_STATED GOAL 1_. Please list every line of the entries below that contains the string "protest", matching its case exactly.

_PAGE TEXT_.
--*--

# 5th wheel wiring hook-up-how do I figure out how to wire my umbilical prperly



## ttrazor (Sep 3, 2006)

I just bought a used Alpenlite 5th wheel and the previous owner "messed" with the wiring on the female umbilical hook-up. How do I figure out which wires do what so I may wire it to my truck?


----------



## hertig (Sep 4, 2006)

Re: 5th wheel wiring hook-up-how do I figure out how to wire my umbilical prperly

First of all, how many wires are there?  My 5ver had 7, but only 6 were used (ground, batt charge, tail/running lights, left stop, right stop and brake.  The seventh wire is often used for backup light.

Disconnect all wires from the batteries in the trailer (so you won't damage your test equipment).  Now find out which wire is ground.  The easiest way to do this is to use an ohmmeter or continuty tester from each wire to the chassis.  Once you have ground, you can apply 12v from ground to each wire until the running/license plate light comes on, the left stop light comes on and the right stop light comes on.  This is the minimum harness, 4 wires.  Lable each wire as you find it, of course.

To find the battery charge wire, apply a voltage from ground to each unknown wire until that voltage appears across the wires which go to the batteries (they must still be unhooked).  This should leave 1 wire, which is usually the brake.


----------



## TexasClodhopper (Sep 4, 2006)

Re: 5th wheel wiring hook-up-how do I figure out how to wire my umbilical prperly

One small change to hertig's procedure:

When you are checking for the 'ground' wire, check ALL of the wires in your bundle.

Considering that someone else 'messed' with the wiring, you may have more than one wire connected to 'ground'.  You won't want to apply 12v from a 'ground' to another 'ground' without a fused source, anyway.


----------



## Grandview Trailer Sa (Sep 5, 2006)

Re: 5th wheel wiring hook-up-how do I figure out how to wire my umbilical prperly

Under your other post I left you the wiring code earlier today.


----------

--*--

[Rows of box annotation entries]
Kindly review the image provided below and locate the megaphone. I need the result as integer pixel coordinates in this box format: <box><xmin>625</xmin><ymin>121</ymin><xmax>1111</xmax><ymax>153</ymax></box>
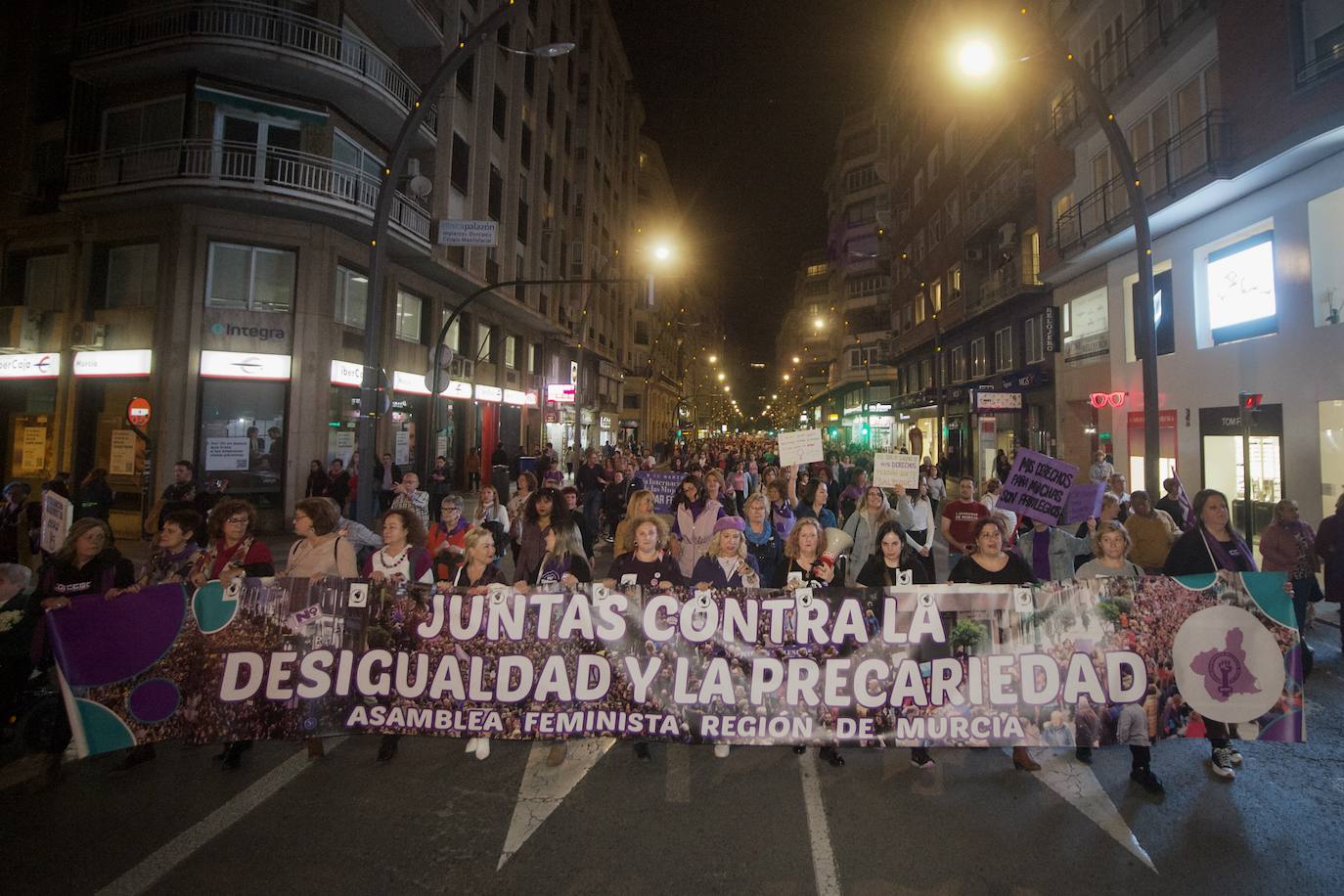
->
<box><xmin>822</xmin><ymin>525</ymin><xmax>853</xmax><ymax>565</ymax></box>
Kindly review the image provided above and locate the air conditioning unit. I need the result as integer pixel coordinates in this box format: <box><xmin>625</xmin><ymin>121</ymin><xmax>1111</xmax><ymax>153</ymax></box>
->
<box><xmin>0</xmin><ymin>305</ymin><xmax>42</xmax><ymax>352</ymax></box>
<box><xmin>448</xmin><ymin>356</ymin><xmax>475</xmax><ymax>381</ymax></box>
<box><xmin>69</xmin><ymin>321</ymin><xmax>108</xmax><ymax>352</ymax></box>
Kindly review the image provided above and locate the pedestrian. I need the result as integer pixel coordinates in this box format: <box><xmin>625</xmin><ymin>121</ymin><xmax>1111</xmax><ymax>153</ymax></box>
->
<box><xmin>304</xmin><ymin>461</ymin><xmax>331</xmax><ymax>498</ymax></box>
<box><xmin>1125</xmin><ymin>489</ymin><xmax>1180</xmax><ymax>575</ymax></box>
<box><xmin>939</xmin><ymin>475</ymin><xmax>989</xmax><ymax>568</ymax></box>
<box><xmin>948</xmin><ymin>515</ymin><xmax>1040</xmax><ymax>771</ymax></box>
<box><xmin>1316</xmin><ymin>493</ymin><xmax>1344</xmax><ymax>652</ymax></box>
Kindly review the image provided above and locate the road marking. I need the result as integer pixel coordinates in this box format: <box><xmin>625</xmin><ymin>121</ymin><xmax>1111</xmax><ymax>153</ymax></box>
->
<box><xmin>664</xmin><ymin>742</ymin><xmax>691</xmax><ymax>803</ymax></box>
<box><xmin>1004</xmin><ymin>747</ymin><xmax>1157</xmax><ymax>874</ymax></box>
<box><xmin>798</xmin><ymin>749</ymin><xmax>840</xmax><ymax>896</ymax></box>
<box><xmin>495</xmin><ymin>738</ymin><xmax>615</xmax><ymax>871</ymax></box>
<box><xmin>98</xmin><ymin>738</ymin><xmax>345</xmax><ymax>896</ymax></box>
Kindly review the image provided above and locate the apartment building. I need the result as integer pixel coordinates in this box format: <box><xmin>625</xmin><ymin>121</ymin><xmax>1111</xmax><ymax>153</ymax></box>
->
<box><xmin>1036</xmin><ymin>0</ymin><xmax>1344</xmax><ymax>530</ymax></box>
<box><xmin>0</xmin><ymin>0</ymin><xmax>643</xmax><ymax>530</ymax></box>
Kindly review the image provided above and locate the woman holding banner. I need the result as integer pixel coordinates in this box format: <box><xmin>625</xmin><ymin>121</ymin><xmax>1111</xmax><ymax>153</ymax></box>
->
<box><xmin>672</xmin><ymin>472</ymin><xmax>725</xmax><ymax>579</ymax></box>
<box><xmin>741</xmin><ymin>492</ymin><xmax>784</xmax><ymax>582</ymax></box>
<box><xmin>948</xmin><ymin>517</ymin><xmax>1040</xmax><ymax>771</ymax></box>
<box><xmin>1167</xmin><ymin>489</ymin><xmax>1258</xmax><ymax>781</ymax></box>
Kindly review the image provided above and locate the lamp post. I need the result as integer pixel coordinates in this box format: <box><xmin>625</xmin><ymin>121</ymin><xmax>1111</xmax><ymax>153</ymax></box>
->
<box><xmin>355</xmin><ymin>0</ymin><xmax>517</xmax><ymax>522</ymax></box>
<box><xmin>957</xmin><ymin>7</ymin><xmax>1163</xmax><ymax>494</ymax></box>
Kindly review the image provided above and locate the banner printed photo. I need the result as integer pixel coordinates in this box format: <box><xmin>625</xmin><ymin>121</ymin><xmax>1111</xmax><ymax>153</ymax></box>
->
<box><xmin>47</xmin><ymin>573</ymin><xmax>1305</xmax><ymax>753</ymax></box>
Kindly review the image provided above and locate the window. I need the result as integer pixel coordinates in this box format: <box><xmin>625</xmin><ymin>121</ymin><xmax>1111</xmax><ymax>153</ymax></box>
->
<box><xmin>491</xmin><ymin>87</ymin><xmax>508</xmax><ymax>138</ymax></box>
<box><xmin>1021</xmin><ymin>314</ymin><xmax>1046</xmax><ymax>364</ymax></box>
<box><xmin>1204</xmin><ymin>230</ymin><xmax>1278</xmax><ymax>345</ymax></box>
<box><xmin>952</xmin><ymin>345</ymin><xmax>966</xmax><ymax>382</ymax></box>
<box><xmin>970</xmin><ymin>336</ymin><xmax>989</xmax><ymax>377</ymax></box>
<box><xmin>336</xmin><ymin>265</ymin><xmax>368</xmax><ymax>329</ymax></box>
<box><xmin>448</xmin><ymin>130</ymin><xmax>471</xmax><ymax>197</ymax></box>
<box><xmin>205</xmin><ymin>244</ymin><xmax>295</xmax><ymax>312</ymax></box>
<box><xmin>396</xmin><ymin>289</ymin><xmax>425</xmax><ymax>342</ymax></box>
<box><xmin>995</xmin><ymin>327</ymin><xmax>1013</xmax><ymax>371</ymax></box>
<box><xmin>486</xmin><ymin>165</ymin><xmax>504</xmax><ymax>220</ymax></box>
<box><xmin>102</xmin><ymin>97</ymin><xmax>181</xmax><ymax>151</ymax></box>
<box><xmin>475</xmin><ymin>324</ymin><xmax>495</xmax><ymax>363</ymax></box>
<box><xmin>102</xmin><ymin>244</ymin><xmax>158</xmax><ymax>307</ymax></box>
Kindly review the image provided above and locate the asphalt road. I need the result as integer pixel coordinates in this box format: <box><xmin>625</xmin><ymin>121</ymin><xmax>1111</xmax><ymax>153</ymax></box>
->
<box><xmin>0</xmin><ymin>537</ymin><xmax>1344</xmax><ymax>896</ymax></box>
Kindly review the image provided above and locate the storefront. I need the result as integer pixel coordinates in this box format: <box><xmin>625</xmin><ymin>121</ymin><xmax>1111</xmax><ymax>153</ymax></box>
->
<box><xmin>1126</xmin><ymin>408</ymin><xmax>1177</xmax><ymax>494</ymax></box>
<box><xmin>197</xmin><ymin>349</ymin><xmax>291</xmax><ymax>532</ymax></box>
<box><xmin>71</xmin><ymin>348</ymin><xmax>155</xmax><ymax>537</ymax></box>
<box><xmin>1204</xmin><ymin>404</ymin><xmax>1283</xmax><ymax>537</ymax></box>
<box><xmin>0</xmin><ymin>352</ymin><xmax>61</xmax><ymax>494</ymax></box>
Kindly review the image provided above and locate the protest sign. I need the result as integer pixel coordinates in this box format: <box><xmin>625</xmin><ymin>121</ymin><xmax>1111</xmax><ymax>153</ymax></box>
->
<box><xmin>40</xmin><ymin>492</ymin><xmax>75</xmax><ymax>554</ymax></box>
<box><xmin>639</xmin><ymin>470</ymin><xmax>686</xmax><ymax>514</ymax></box>
<box><xmin>780</xmin><ymin>429</ymin><xmax>827</xmax><ymax>467</ymax></box>
<box><xmin>996</xmin><ymin>447</ymin><xmax>1078</xmax><ymax>525</ymax></box>
<box><xmin>46</xmin><ymin>573</ymin><xmax>1304</xmax><ymax>753</ymax></box>
<box><xmin>1059</xmin><ymin>482</ymin><xmax>1106</xmax><ymax>525</ymax></box>
<box><xmin>873</xmin><ymin>454</ymin><xmax>919</xmax><ymax>489</ymax></box>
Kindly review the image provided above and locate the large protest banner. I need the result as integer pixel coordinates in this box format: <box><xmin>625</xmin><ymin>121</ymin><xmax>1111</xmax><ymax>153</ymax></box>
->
<box><xmin>47</xmin><ymin>573</ymin><xmax>1305</xmax><ymax>753</ymax></box>
<box><xmin>995</xmin><ymin>447</ymin><xmax>1078</xmax><ymax>525</ymax></box>
<box><xmin>639</xmin><ymin>470</ymin><xmax>686</xmax><ymax>514</ymax></box>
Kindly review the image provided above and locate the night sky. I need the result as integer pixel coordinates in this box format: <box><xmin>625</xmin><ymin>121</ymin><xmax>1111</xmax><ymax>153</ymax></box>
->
<box><xmin>611</xmin><ymin>0</ymin><xmax>903</xmax><ymax>379</ymax></box>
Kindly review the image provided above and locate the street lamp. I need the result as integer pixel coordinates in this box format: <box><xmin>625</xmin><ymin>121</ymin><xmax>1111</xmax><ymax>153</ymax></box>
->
<box><xmin>355</xmin><ymin>0</ymin><xmax>518</xmax><ymax>521</ymax></box>
<box><xmin>956</xmin><ymin>7</ymin><xmax>1163</xmax><ymax>494</ymax></box>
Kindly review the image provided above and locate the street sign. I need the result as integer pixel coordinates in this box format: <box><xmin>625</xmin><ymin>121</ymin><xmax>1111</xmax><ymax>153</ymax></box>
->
<box><xmin>438</xmin><ymin>220</ymin><xmax>499</xmax><ymax>246</ymax></box>
<box><xmin>126</xmin><ymin>395</ymin><xmax>150</xmax><ymax>429</ymax></box>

--*--

_STATED GOAL 2_. Rewrite the paragraph in the wiring thread above that begins "Disconnect all wires from the batteries" as a short numbered list of steps, keeping its main facts.

_EXPECTED ANSWER 1_.
Kindly review the image provided above and locate the protest sign. I need the result as integer pixel coordinates in this box format: <box><xmin>625</xmin><ymin>121</ymin><xmax>1111</xmax><ymax>153</ymax></box>
Kindly review the image provided above and locate the large protest banner. I need the result as integer pixel coordinates in this box format: <box><xmin>625</xmin><ymin>121</ymin><xmax>1111</xmax><ymax>153</ymax></box>

_EXPECTED ANSWER 2_.
1. Disconnect all wires from the trailer batteries so the test equipment isn't damaged.
2. Find the ground wire by checking each wire to the chassis with an ohmmeter or continuity tester.
3. Apply 12v from ground to each wire until the running/license plate light, the left stop light and the right stop light come on. These four wires are the minimum harness.
4. Label each wire as it is identified.